* **THE PROBLEM**
Set down word for word the part of the passage below about the flagellar gene fliX that runs from "Class II genes" up to and including "in flagellar assembly.".

** DOCUMENT PASSAGE follows **

Class II genes are the earliest to be expressed and are activated at a
specific time in the cell cycle by the CtrA response regulator. In
order to identify gene products required for early events in flagellar
assembly, we used the known phenotypes of class II mutants to identify
new class II flagellar genes. In this report we describe the isolation
and characterization of a flagellar gene, fliX. A
fliX null mutant is nonmotile, lacks a flagellum, and
exhibits a marked cell division defect. Epistasis experiments placed
fliX within class II of the flagellar regulatory hierarchy,
suggesting that FliX functions at an early stage in flagellar assembly.
The fliX gene encodes a 15-kDa protein with a putative
N-terminal signal sequence. Expression of fliX is under
cell cycle control, with transcription beginning relatively early in
the cell cycle and peaking in Caulobacter predivisional
cells. Full expression of fliX was found to be dependent on
ctrA, and DNase I footprinting analysis demonstrated a
direct interaction between CtrA and the fliX promoter. The
fliX gene is located upstream and is divergently transcribed from the class III flagellar gene flgI, which
encodes the basal body P-ring monomer. Analysis of the
fliX-flgI intergenic region revealed an arrangement of
cis-acting elements similar to that of another set of
Caulobacter class II and class III flagellar genes,
fliL-flgF, that is also divergently transcribed. In
parallel with the FliL protein, FliX copurifies with the membrane
fraction, and although its expression is cell cycle controlled, the
protein is present throughout the cell cycle.

** End of DOCUMENT PASSAGE **
** INPUT DATA follows **

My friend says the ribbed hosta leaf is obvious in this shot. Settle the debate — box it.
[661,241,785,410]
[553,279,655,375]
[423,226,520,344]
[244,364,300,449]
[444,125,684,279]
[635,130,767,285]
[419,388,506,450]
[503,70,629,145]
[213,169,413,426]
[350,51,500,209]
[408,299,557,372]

** End of INPUT DATA **

* **TASK OUTPUT**
Class II genes are the earliest to be expressed and are activated at a
specific time in the cell cycle by the CtrA response regulator. In
order to identify gene products required for early events in flagellar
assembly, we used the known phenotypes of class II mutants to identify
new class II flagellar genes. In this report we describe the isolation
and characterization of a flagellar gene, fliX. A
fliX null mutant is nonmotile, lacks a flagellum, and
exhibits a marked cell division defect. Epistasis experiments placed
fliX within class II of the flagellar regulatory hierarchy,
suggesting that FliX functions at an early stage in flagellar assembly.